Exercise aim
Would you write out the full listing exactly, without any pictures?

Data in this exercise
↓↓↓

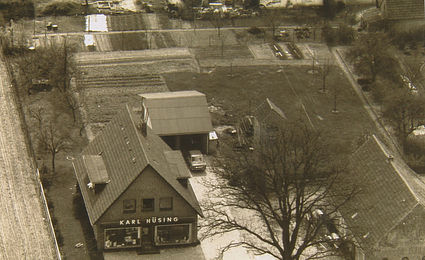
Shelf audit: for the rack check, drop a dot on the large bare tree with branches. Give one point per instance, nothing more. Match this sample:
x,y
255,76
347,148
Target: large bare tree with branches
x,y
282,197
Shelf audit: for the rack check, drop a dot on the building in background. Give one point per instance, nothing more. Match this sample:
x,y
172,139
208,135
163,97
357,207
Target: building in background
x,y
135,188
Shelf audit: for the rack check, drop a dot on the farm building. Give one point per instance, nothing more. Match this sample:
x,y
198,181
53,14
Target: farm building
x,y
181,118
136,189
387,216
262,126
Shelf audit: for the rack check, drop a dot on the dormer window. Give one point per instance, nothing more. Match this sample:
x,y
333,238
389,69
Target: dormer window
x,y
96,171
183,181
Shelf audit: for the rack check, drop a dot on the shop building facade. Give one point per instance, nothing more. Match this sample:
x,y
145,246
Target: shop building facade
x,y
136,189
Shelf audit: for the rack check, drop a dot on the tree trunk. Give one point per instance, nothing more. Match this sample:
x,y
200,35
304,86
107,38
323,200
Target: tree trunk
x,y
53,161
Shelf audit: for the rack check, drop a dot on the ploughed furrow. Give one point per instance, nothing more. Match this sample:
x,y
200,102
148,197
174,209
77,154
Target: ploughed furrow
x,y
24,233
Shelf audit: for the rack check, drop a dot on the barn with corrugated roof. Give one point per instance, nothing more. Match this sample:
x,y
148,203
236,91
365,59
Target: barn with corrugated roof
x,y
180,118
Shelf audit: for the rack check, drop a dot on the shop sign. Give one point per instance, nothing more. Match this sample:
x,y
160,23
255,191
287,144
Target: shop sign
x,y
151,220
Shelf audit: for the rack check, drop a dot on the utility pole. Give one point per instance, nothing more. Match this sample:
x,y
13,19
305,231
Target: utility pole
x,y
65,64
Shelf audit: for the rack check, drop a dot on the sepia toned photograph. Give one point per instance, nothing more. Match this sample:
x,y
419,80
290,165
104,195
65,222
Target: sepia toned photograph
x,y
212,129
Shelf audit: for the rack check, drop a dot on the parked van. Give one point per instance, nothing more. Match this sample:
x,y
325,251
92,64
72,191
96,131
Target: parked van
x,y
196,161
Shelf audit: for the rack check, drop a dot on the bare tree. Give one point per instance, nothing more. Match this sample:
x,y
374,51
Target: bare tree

↑↑↑

Task answer
Shelf audit: for the rack check, drop a dot on the large bare tree with branches. Give one point per instance, nothing more. Match this sample:
x,y
255,76
347,148
Target: large bare tree with branches
x,y
282,197
Shelf audit: for the rack check, drop a dot on the building in background. Give one point per instance, nothing more. Match this sample:
x,y
172,139
208,135
163,97
357,207
Target: building in background
x,y
135,188
Shelf audit: for the rack check, drop a dot on the farm building. Give one point per instance, nothing more. Match this sample:
x,y
198,181
53,14
Target: farm building
x,y
181,118
136,189
387,216
262,126
Shelf audit: for the rack check, drop a dot on the dormer window. Give one point per instance, nothing more. Match this sample:
x,y
333,238
389,69
Target: dormer window
x,y
96,171
183,181
Shelf audit: for the rack check, drop a dot on the shop building facade. Give one point per instance, nothing more. Match this sample:
x,y
145,246
Target: shop building facade
x,y
136,189
Shelf audit: for the rack check, drop a dot on the tree trunk. Give one point per instance, nothing more. Match this sample:
x,y
200,35
304,86
107,38
323,200
Target: tree trunk
x,y
53,161
Shelf audit: for the rack check, drop a dot on the ploughed furrow. Give one point per instance, nothing more. Match this sample:
x,y
200,102
148,197
174,209
77,154
Target: ploughed furrow
x,y
24,233
Shelf audit: for the rack check, drop a dot on the barn with corrugated roof. Give one point per instance, nothing more. Match this sample:
x,y
148,203
236,91
365,59
Target: barn with corrugated roof
x,y
180,118
Shelf audit: for the rack check, drop a dot on the shop sign. Give one point per instance, nothing more. Match this sample:
x,y
160,23
255,191
287,144
Target: shop sign
x,y
151,220
Shelf audit: for the rack check, drop a dot on the utility pole. Give one point per instance, nothing more. Match this sample:
x,y
13,19
305,231
Target: utility pole
x,y
65,64
Shelf audit: for the rack check, drop a dot on the sepia toned photograph. Give one point per instance, nothing more. Match this sample:
x,y
419,80
290,165
104,195
65,222
Target: sepia toned photograph
x,y
212,129
Shelf audit: for the rack check, drop a dot on the parked van. Give one point per instance, nothing more. Match this sample:
x,y
325,251
92,64
72,191
96,131
Target: parked van
x,y
196,161
Shelf audit: for the rack check, drop a dot on the bare tree. Give one point per instance, nothing more. Match this sample:
x,y
374,51
Target: bare tree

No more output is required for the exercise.